=== Brano da leggere ===

Noi esseri umani siamo predisposti ad avvalerci del supporto offerto dalle piante: secondo il biologo Edward Osborne Wilson siamo “biofili”, attratti cioè dalla vita e dalla bellezza della natura proprio perché ci preserva e ci aiuta a vivere meglio.

Il bosco come antidoto allo stress

Già solo guardare gli alberi e la luce tra le foglie è fonte di benessere. «Secondo gli studiosi regolarizza la pressione e il battito cardiaco in modo misurabile. Basterebbe addirittura osservare l’immagine di una foresta su uno schermo per 90 secondi per avere i primi benefici psicofisici. Inoltre, toccare gli alberi, sentire il contatto del palmo della mano con i tronchi, porta a un rilassamento rilevabile in termini neurofisiologici. Respirare nel bosco, poi, consente di inalare sostanze volatili che inducono benessere e attivano il sistema immunitario», sottolinea Tania Re.

Ecco perché si chiama “bagno di foresta”: ci si immerge facendosi avvolgere dai profumi, i colori e le sensazioni tattili. Proprio i cinque sensi sono la chiave per goderne appieno.

I ritmi lenti della natura

Ma in cosa consiste, di preciso, lo shinrin-yoku? È una breve passeggiata tra i boschi che non prevede attività particolari: non è sport, non è trekking, non ci sono risultati da conseguire.

===

— Istruzioni —
Ricopia senza alcuna modifica il passo del brano sul bagno di foresta che va da «Noi esseri umani» fino a «sottolinea Tania Re.».

=== Righe del dataset ===

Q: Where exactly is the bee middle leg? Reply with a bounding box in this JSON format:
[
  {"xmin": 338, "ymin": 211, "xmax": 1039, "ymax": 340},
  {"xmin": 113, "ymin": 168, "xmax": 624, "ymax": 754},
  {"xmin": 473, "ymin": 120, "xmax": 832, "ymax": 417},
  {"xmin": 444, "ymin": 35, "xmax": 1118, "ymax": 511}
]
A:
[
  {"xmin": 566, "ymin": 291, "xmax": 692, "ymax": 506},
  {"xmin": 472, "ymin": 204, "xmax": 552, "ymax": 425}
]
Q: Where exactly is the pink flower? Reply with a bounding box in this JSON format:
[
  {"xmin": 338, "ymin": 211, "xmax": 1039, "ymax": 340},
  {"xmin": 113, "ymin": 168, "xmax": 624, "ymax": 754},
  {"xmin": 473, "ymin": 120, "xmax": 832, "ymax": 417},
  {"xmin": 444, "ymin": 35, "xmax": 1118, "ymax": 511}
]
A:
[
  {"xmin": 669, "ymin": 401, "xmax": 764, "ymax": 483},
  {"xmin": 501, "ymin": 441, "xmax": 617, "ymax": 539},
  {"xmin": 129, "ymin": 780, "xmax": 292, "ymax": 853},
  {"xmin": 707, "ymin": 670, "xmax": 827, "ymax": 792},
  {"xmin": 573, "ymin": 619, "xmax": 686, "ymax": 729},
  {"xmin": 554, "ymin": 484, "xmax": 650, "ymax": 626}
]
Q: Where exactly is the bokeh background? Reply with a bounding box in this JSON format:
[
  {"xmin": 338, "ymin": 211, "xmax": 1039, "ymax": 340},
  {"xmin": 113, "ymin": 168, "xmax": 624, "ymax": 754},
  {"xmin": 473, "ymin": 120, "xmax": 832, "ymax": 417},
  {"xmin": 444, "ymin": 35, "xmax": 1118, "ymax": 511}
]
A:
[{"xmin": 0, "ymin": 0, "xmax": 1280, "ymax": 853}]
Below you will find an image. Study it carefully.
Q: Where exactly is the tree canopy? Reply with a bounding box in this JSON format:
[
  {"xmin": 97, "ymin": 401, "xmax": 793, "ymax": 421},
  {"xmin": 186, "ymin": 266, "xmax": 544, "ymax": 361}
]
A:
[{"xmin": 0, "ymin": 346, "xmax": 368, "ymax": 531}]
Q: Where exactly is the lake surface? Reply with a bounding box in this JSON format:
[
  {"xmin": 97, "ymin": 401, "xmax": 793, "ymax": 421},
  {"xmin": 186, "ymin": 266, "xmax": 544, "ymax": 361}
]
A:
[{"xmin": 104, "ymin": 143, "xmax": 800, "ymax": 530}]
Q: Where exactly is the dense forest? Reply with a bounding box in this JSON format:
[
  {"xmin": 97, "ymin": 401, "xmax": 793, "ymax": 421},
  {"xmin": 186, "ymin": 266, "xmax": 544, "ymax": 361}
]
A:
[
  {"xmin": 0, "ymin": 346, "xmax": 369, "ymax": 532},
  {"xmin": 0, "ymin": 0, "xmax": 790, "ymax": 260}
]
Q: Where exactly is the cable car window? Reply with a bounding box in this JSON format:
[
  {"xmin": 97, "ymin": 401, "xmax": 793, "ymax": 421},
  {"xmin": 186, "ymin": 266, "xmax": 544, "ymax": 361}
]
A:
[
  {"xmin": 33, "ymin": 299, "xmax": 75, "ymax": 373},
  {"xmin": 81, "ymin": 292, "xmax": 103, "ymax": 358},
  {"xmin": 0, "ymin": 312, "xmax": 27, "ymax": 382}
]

===

— Risultato qui sotto —
Noi esseri umani siamo predisposti ad avvalerci del supporto offerto dalle piante: secondo il biologo Edward Osborne Wilson siamo “biofili”, attratti cioè dalla vita e dalla bellezza della natura proprio perché ci preserva e ci aiuta a vivere meglio.

Il bosco come antidoto allo stress

Già solo guardare gli alberi e la luce tra le foglie è fonte di benessere. «Secondo gli studiosi regolarizza la pressione e il battito cardiaco in modo misurabile. Basterebbe addirittura osservare l’immagine di una foresta su uno schermo per 90 secondi per avere i primi benefici psicofisici. Inoltre, toccare gli alberi, sentire il contatto del palmo della mano con i tronchi, porta a un rilassamento rilevabile in termini neurofisiologici. Respirare nel bosco, poi, consente di inalare sostanze volatili che inducono benessere e attivano il sistema immunitario», sottolinea Tania Re.